## Short problem
Emit only the lines from the line containing "In this exercise you will mark the person" through the last line of the entries, unchanged.

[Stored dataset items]
►

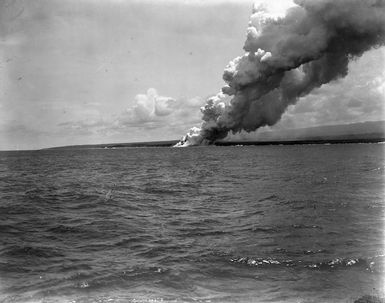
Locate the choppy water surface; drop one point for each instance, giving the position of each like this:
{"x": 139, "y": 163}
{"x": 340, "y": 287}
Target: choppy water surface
{"x": 208, "y": 224}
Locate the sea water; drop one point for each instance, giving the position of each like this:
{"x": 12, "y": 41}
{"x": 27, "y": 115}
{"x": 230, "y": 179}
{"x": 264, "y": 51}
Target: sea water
{"x": 299, "y": 223}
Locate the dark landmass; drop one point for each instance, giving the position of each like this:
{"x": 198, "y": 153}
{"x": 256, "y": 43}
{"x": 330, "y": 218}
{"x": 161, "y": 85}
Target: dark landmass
{"x": 367, "y": 132}
{"x": 121, "y": 145}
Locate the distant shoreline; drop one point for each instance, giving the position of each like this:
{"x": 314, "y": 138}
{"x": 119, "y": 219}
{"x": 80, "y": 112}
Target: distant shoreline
{"x": 222, "y": 143}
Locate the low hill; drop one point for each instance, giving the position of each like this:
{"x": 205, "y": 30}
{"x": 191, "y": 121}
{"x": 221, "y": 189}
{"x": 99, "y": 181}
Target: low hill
{"x": 365, "y": 132}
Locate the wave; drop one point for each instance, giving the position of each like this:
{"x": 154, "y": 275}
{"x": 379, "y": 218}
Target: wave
{"x": 374, "y": 264}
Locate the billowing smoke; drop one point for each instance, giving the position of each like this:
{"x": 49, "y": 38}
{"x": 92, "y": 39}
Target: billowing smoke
{"x": 286, "y": 57}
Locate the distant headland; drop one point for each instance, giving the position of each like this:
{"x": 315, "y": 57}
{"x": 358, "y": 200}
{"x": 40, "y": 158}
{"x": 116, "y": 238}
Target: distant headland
{"x": 366, "y": 132}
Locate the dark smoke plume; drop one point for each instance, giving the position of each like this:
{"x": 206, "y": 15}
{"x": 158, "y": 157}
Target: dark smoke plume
{"x": 286, "y": 57}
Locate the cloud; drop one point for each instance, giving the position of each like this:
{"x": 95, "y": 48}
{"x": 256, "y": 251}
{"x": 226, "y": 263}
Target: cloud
{"x": 151, "y": 110}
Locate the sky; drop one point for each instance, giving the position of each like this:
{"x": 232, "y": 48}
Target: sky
{"x": 105, "y": 71}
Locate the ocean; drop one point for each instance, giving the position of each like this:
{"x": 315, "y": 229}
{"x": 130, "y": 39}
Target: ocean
{"x": 300, "y": 223}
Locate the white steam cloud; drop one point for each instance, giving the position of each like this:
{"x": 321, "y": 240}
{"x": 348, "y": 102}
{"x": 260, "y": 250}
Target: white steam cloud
{"x": 288, "y": 53}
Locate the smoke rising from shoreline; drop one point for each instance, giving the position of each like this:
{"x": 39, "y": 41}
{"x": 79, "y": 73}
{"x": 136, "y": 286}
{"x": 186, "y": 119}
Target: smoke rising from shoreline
{"x": 286, "y": 57}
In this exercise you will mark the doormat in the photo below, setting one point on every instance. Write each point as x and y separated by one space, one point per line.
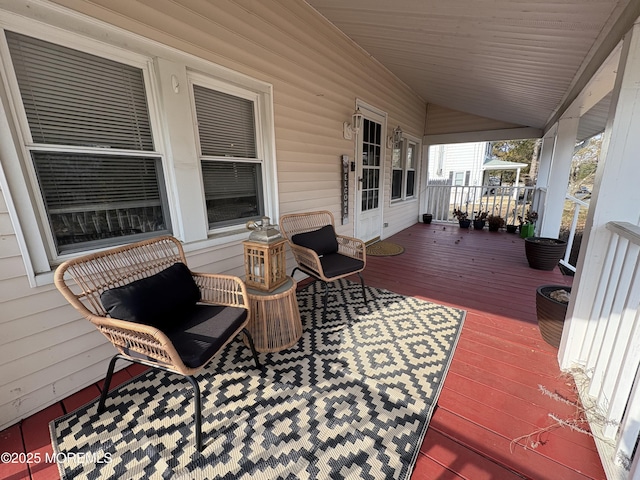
384 249
352 399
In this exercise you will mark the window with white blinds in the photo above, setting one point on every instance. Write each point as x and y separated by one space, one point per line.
99 189
403 179
231 167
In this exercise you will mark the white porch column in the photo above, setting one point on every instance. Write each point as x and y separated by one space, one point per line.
558 177
544 167
616 196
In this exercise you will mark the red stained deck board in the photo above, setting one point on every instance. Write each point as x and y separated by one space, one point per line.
519 354
428 469
136 369
526 389
510 425
487 275
118 378
528 463
506 410
78 399
466 463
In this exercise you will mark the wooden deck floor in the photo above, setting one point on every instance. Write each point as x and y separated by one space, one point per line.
491 395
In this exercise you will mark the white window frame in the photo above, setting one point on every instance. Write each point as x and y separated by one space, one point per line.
404 149
206 81
28 145
89 35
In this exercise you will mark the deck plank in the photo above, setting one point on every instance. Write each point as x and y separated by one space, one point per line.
491 394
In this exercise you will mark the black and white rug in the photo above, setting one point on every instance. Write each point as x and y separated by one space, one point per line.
352 399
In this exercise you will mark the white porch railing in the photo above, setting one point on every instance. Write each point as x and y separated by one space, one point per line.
577 205
508 202
611 348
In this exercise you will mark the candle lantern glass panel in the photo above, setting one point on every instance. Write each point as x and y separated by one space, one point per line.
265 265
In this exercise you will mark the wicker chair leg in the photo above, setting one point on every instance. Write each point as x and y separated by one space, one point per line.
364 295
107 382
326 294
197 411
253 348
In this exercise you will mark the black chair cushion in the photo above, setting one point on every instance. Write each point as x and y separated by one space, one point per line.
157 300
336 264
322 241
202 330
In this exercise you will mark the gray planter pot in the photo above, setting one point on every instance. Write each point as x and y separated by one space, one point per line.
544 253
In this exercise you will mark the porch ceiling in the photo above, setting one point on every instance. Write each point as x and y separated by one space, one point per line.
517 61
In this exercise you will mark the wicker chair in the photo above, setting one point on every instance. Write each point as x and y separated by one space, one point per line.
155 311
320 252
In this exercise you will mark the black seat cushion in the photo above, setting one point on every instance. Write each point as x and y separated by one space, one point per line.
322 241
156 300
202 330
336 264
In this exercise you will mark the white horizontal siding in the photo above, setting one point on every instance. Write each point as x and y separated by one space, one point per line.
317 74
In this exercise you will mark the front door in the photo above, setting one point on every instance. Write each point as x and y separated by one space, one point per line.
370 176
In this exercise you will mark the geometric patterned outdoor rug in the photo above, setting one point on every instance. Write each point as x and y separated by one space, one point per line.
352 399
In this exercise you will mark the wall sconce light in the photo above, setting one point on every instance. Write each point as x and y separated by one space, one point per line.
394 140
351 129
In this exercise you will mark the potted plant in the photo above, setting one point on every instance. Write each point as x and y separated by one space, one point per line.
512 227
463 221
551 309
479 220
495 222
544 253
528 224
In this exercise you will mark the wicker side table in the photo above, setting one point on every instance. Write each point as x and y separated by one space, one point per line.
275 319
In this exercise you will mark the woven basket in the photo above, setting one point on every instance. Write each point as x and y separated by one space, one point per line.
551 313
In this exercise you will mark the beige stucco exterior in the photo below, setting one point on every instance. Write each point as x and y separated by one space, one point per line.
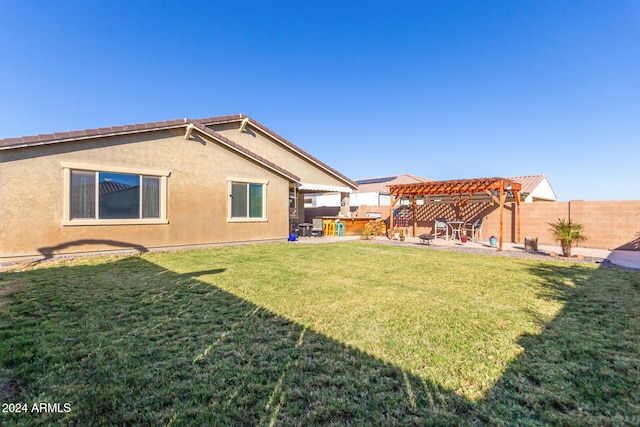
33 197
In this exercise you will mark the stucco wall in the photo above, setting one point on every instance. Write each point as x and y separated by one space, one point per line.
265 146
31 195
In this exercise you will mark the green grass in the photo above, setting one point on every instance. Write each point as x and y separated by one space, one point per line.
352 333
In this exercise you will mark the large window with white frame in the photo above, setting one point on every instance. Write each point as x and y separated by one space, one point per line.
247 200
99 195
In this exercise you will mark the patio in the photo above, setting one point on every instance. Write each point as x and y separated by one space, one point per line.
508 249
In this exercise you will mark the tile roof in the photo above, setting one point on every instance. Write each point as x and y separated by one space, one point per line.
200 124
282 140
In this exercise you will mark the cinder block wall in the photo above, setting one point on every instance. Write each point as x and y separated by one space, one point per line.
607 224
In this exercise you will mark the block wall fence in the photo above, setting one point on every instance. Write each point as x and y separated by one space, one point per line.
607 224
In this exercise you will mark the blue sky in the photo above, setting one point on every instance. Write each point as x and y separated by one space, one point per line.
440 89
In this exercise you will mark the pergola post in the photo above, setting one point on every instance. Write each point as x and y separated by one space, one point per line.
394 200
518 237
415 218
460 187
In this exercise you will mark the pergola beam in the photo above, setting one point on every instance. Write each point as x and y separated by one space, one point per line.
497 188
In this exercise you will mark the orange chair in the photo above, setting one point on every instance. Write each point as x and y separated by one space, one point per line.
328 228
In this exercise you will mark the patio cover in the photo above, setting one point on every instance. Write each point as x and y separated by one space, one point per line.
461 191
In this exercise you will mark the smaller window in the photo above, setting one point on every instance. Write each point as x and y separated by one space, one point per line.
247 201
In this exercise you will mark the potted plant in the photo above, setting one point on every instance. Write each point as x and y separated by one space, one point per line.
567 232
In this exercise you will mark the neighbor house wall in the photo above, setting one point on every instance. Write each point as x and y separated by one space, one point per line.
31 195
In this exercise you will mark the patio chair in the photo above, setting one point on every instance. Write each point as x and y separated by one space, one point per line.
440 224
476 226
316 230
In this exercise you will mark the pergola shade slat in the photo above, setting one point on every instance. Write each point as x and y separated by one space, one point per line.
498 189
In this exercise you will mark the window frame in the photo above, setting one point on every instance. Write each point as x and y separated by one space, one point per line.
235 180
67 167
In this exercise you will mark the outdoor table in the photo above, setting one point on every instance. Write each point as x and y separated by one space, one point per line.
306 226
456 228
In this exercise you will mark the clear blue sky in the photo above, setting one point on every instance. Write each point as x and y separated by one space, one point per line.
441 89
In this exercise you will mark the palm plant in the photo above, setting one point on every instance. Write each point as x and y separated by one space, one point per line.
567 232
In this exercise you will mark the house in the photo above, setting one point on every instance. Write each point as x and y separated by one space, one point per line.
535 188
167 184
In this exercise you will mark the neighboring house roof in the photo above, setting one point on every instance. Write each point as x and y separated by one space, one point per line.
198 124
281 140
535 187
381 184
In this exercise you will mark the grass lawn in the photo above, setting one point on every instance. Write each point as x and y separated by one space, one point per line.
347 333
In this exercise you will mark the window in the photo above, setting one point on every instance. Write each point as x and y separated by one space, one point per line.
113 195
247 200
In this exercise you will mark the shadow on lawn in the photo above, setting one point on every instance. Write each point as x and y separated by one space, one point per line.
155 347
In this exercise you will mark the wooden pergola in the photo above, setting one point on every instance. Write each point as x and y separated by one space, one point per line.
461 191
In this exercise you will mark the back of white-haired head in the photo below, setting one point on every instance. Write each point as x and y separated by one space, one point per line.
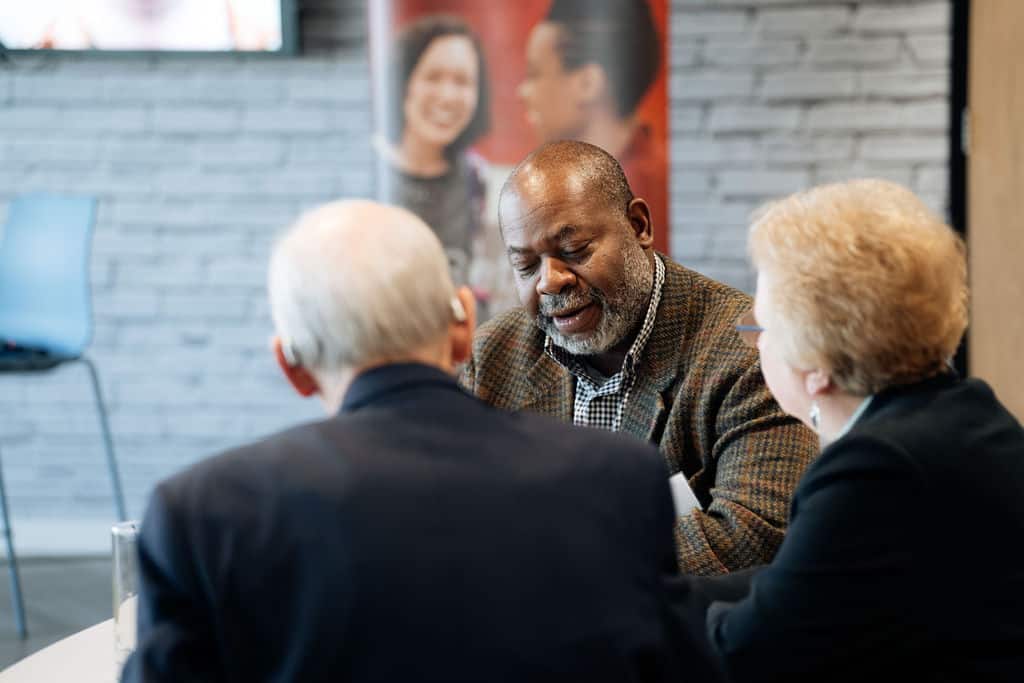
356 282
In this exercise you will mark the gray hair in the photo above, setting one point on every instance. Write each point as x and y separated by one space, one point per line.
356 282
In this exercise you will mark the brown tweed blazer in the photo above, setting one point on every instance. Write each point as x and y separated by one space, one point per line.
699 396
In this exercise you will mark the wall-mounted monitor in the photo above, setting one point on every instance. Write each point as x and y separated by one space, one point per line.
150 26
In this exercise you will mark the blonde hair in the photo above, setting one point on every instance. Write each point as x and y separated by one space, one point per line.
866 283
355 282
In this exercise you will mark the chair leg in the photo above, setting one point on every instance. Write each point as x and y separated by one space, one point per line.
15 580
112 463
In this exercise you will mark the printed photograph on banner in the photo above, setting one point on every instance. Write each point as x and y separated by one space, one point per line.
464 90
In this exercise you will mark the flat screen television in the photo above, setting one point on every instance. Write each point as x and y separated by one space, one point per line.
150 26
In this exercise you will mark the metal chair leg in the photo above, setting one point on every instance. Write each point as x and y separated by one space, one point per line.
15 580
112 463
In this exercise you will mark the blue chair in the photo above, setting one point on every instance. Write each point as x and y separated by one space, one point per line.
46 314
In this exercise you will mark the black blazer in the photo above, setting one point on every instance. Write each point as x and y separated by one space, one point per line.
418 536
903 556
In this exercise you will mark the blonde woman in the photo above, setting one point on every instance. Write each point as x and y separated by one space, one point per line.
902 558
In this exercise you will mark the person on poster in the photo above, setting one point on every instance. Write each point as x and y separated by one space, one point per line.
589 66
440 105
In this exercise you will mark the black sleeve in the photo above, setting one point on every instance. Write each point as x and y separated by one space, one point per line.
176 641
843 575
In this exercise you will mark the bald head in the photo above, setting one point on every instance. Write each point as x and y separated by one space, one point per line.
356 282
576 167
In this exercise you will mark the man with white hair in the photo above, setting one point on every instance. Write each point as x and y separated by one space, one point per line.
415 534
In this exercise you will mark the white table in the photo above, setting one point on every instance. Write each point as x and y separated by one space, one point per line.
86 656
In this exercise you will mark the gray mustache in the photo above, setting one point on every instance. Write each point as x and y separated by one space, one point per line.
552 303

◄

## Exercise output
In this exercise you will mark the person on poster in the photo above, setting one point on every instance. Write each point as x and y separated by one space, one point per line.
589 66
440 105
In this exercise you will mark the black sleeve in the photo above, setting one point on every instance. Write each point as x and y separated by one space, one point per line.
176 641
843 575
In this exercise you will mark the bald head in the photo above, setting one point on every instance. Write each point as x and y separated by one space, one point per line.
356 282
576 167
In this exercise you will mark the man with white hair in the photo above, setting one point on every instance. Write each point as x and y separated by one space, one point per line.
415 534
In this exercise you will mark the white table in the photo above, setting one point on every instance. Write each point as x and y separated by one space, one point per line.
86 656
In this exercise you will mark the gray mustache in the photo above, setting one point on every instance. Write each point as x and y separated by one space, one point per line.
552 303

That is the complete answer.